* [TASK ITEM]:
Repeat each entry exactly.

* [PROVIDED MATERIAL]:
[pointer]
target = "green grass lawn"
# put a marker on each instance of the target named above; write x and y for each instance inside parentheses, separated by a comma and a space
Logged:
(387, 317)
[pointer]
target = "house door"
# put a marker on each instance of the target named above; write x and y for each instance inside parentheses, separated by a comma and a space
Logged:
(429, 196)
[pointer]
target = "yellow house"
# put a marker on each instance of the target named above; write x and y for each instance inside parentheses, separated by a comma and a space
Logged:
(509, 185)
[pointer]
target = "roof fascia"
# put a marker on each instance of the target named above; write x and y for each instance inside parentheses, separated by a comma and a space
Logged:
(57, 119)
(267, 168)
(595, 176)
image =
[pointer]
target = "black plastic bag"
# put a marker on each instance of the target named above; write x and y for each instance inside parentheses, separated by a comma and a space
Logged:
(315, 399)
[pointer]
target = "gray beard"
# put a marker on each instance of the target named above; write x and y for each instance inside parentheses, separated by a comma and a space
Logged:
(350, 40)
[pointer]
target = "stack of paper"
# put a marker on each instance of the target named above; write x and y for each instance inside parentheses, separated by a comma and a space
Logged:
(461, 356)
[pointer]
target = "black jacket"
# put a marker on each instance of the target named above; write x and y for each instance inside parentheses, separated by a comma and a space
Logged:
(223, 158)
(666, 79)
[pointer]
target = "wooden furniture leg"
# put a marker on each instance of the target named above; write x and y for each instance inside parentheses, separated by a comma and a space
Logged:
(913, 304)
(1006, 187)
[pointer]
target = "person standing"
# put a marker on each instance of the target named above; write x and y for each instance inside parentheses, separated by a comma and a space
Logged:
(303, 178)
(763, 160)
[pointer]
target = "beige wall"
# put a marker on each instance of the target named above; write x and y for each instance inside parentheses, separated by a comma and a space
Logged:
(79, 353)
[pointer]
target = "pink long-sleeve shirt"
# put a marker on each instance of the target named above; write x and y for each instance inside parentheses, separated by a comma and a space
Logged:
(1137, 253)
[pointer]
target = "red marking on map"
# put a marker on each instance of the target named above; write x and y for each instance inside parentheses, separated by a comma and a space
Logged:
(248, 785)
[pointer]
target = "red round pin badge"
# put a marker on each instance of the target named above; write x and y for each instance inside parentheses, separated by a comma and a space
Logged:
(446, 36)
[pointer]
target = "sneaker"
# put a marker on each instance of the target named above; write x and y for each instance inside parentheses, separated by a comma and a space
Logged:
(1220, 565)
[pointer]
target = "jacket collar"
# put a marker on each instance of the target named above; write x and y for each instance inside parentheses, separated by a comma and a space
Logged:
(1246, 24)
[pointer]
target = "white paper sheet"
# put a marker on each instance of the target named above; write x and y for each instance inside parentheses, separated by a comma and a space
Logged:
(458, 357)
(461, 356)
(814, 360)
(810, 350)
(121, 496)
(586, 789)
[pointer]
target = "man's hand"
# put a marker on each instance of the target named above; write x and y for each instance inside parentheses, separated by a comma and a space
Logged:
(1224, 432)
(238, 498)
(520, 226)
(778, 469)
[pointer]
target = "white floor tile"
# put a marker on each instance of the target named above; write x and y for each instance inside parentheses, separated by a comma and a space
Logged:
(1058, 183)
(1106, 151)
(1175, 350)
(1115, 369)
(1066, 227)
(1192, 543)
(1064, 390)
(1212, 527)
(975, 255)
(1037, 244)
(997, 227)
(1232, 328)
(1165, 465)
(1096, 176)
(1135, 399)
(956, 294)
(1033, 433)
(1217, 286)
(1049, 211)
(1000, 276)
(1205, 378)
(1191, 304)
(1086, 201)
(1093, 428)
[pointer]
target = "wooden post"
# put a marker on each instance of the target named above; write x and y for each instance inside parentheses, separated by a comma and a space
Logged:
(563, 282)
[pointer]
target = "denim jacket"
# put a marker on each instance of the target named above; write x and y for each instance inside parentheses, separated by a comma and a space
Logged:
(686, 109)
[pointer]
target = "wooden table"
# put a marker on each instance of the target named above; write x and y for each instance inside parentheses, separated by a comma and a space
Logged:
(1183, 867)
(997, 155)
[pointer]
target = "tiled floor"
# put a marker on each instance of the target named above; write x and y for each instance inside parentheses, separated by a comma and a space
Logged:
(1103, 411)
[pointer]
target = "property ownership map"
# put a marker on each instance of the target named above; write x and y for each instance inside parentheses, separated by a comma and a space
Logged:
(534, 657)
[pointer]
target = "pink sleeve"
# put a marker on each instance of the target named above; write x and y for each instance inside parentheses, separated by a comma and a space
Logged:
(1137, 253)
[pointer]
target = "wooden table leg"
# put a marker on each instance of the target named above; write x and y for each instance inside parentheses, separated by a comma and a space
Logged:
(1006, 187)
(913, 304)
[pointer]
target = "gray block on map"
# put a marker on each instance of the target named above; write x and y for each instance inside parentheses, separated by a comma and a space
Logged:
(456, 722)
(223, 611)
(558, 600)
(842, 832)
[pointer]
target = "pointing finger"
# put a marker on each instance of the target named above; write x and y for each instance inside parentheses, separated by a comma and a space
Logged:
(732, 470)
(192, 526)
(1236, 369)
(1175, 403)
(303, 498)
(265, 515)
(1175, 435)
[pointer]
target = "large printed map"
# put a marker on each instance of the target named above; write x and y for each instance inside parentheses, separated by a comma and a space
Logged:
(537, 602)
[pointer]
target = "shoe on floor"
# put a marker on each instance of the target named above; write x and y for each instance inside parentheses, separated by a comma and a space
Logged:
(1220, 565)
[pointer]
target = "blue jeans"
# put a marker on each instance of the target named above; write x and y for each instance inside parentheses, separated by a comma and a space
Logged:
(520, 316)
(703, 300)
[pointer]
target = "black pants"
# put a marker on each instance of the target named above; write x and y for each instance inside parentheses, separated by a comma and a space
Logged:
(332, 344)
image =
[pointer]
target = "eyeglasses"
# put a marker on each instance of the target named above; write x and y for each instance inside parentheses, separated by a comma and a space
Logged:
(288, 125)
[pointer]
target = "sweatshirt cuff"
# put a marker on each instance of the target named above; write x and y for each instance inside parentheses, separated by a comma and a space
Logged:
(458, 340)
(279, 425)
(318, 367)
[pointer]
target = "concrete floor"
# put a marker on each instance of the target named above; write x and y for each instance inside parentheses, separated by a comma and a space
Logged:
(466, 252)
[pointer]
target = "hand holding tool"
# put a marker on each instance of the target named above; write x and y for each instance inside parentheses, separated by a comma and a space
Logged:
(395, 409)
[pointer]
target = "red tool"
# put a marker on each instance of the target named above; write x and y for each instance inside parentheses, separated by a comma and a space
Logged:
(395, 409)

* [YOUR SOLUTION]:
[pointer]
target = "green grass lawn"
# put a marker on each instance of the target named above; write x and y for each instance inside parentheses, separated by a comma and a space
Logged:
(387, 317)
[pointer]
target = "house door"
# put a marker on each instance of the target named above; write x and y for each instance inside parentheses, separated by a comma and a space
Logged:
(429, 196)
[pointer]
target = "yellow house"
# put a marker on each instance of the target named above; write x and y for each instance inside parentheses, separated by a comma and a space
Logged:
(509, 185)
[pointer]
target = "roof fascia"
# put a marker on each instance of the target named above; write x and y for each instance inside parentheses, separated by a comma and a space
Logged:
(57, 119)
(267, 168)
(595, 176)
image =
[pointer]
target = "black plastic bag"
# put a marker on each instance of the target named above; write x and y for each instance inside parentheses, separated by a comma and a space
Logged:
(315, 399)
[pointer]
target = "gray beard"
# put a marker on each instance of the target named above; write x and y for each instance inside parentheses, separated by a comma and a space
Logged:
(350, 40)
[pointer]
target = "stack of paper"
# put a marker on each instance of the target named above; write x and y for each instance inside parentheses, separated by a comma and a space
Logged:
(461, 356)
[pointer]
target = "black jacket"
# put a marker on each instance of the target named above; write x and y for each instance inside parentheses, separated by a comma and a space
Logged:
(223, 158)
(666, 79)
[pointer]
target = "wooden furniture leg"
# put a marker on each instance of the target named above; write x and y for each instance inside parentheses, separated by a comma and a space
Logged:
(913, 304)
(1006, 187)
[pointer]
target = "person standing"
# put a marker on each instance of the target named above; write x and y for each instance inside parentheses, separated by a comma and a space
Logged:
(303, 178)
(763, 160)
[pointer]
target = "beige wall"
# put a marker on each instance of the target named above; write x and y for each instance inside parentheses, separated by a comma and a space
Logged:
(79, 353)
[pointer]
target = "pink long-sleeve shirt"
# put a marker on each instance of the target named above; write x and y for each instance inside parentheses, separated by a comma and a space
Logged:
(1137, 253)
[pointer]
target = "red marking on map"
# put a marker on each instance of the target named above; write x and y for each instance inside parentheses, separated by a comma and a space
Logged:
(248, 785)
[pointer]
target = "red round pin badge"
# put a marker on each instance of the target named above; write x and y for each instance inside parentheses, separated by a comma and a space
Logged:
(446, 36)
[pointer]
target = "sneaker"
# put a marker on each instance of the target named above; write x and y for each instance inside parentheses, separated by a comma and a space
Logged:
(1220, 565)
[pointer]
target = "jacket collar"
# put a marker on each instance of the target named above; write x and y for each instance inside parentheses, separated by a comma and a space
Logged:
(1246, 24)
[pointer]
target = "white paper sheet"
# put a marker on each instance of the target named above; write x and y for each instance inside parentheses, separated by a comma and a space
Logged:
(458, 357)
(461, 356)
(814, 360)
(810, 350)
(121, 496)
(586, 789)
[pointer]
target = "man's hand"
# put a marker on each instance of the target named above; write x and y for each instance inside parentheses, separated by a comma and a space
Logged:
(1224, 432)
(238, 498)
(520, 226)
(778, 469)
[pointer]
target = "white floor tile"
# put a marker on each instance of the target named above; write x and y for each instance inside parentheses, separated by a comma and a space
Logged:
(1058, 183)
(1106, 151)
(1175, 350)
(1115, 369)
(1066, 227)
(1192, 543)
(1064, 390)
(1212, 527)
(975, 255)
(1037, 244)
(997, 227)
(1232, 328)
(1165, 465)
(1096, 176)
(1135, 399)
(956, 294)
(1033, 433)
(1217, 286)
(1049, 211)
(1000, 276)
(1205, 378)
(1191, 304)
(1086, 201)
(1093, 428)
[pointer]
target = "wooden post"
# put a marker on each instance of the target named above; write x and y for each instance inside parentheses, separated by a comma and a space
Logged:
(563, 282)
[pointer]
target = "denim jacket"
# put a marker on each instance of the target named above; write x and y for each instance inside parentheses, separated by a comma and a space
Logged:
(686, 109)
[pointer]
target = "wooden table"
# put a marker on each instance of the target named above; write x and y for each instance inside parentheses, separated by a comma and a space
Logged:
(1183, 867)
(997, 155)
[pointer]
target = "tiled floor"
# put a marker on each instance of the target named above; write x and y for each instance inside parentheses, separated by a comma and a space
Logged:
(1103, 411)
[pointer]
target = "property ownership map"
# put a marker on each instance of the target named above; write x and y for each instance inside parentheses, separated by a comma and a space
Logged:
(534, 657)
[pointer]
target = "pink sleeve"
# put a marker on each instance of the target named above; write x and y for each instance inside parentheses, separated by a comma and a space
Logged:
(1137, 253)
[pointer]
target = "wooden table leg"
# put a marker on each instance of the target named above; write x and y for each instance inside parentheses, separated by a comma and a space
Logged:
(1006, 187)
(913, 304)
[pointer]
target = "gray block on map"
# put a marker on each instance of the target named above; write x and y for each instance inside parentheses, separated by a comma and a space
Logged:
(456, 722)
(223, 611)
(558, 600)
(842, 832)
[pointer]
target = "pointing finger"
# put a marker on each instance of the target named above; write x and y for each instance inside parentheses, separated by a comma and a space
Logged:
(732, 470)
(192, 526)
(1236, 369)
(1175, 403)
(303, 498)
(265, 515)
(1175, 435)
[pointer]
target = "large printed map"
# put a marker on each instance of the target named above; write x and y for each instance inside parentheses, separated by a comma and a space
Logged:
(537, 602)
[pointer]
target = "shoe on floor"
# put a marker on each instance of the target named above; write x and y for each instance inside parentheses, separated by a comma and a space
Logged:
(1220, 565)
[pointer]
target = "blue jeans"
# put a marker on each instance of the target named above; write x and y for each instance inside parentheses, separated by a comma and a space
Logged:
(520, 316)
(703, 300)
[pointer]
target = "black pants"
# put a marker on each instance of the target named above; write x and y for each instance inside parentheses, separated by a comma and a space
Logged:
(332, 344)
image =
[pointer]
target = "eyeglasses"
# put a marker on each instance of the target named above; write x and y for each instance inside parentheses, separated by a comma and a space
Logged:
(288, 125)
[pointer]
target = "sweatshirt cuff"
# put a marker on each instance of the target named above; write x and y for each instance inside parentheses, separated by a comma and a space
Logged:
(458, 340)
(279, 425)
(318, 367)
[pointer]
target = "concrete floor"
# put a marker on each instance of the target named above; write x and y for each instance inside parentheses, separated by a comma and a space
Logged:
(466, 252)
[pointer]
target = "hand holding tool"
# put a marker on each instance of the target named above; write x and y for each instance inside parentheses, separated by a comma and a space
Logged:
(395, 409)
[pointer]
target = "red tool"
# put a marker on each instance of the target named above; write x and y for each instance inside parentheses, separated by a comma and a space
Logged:
(395, 409)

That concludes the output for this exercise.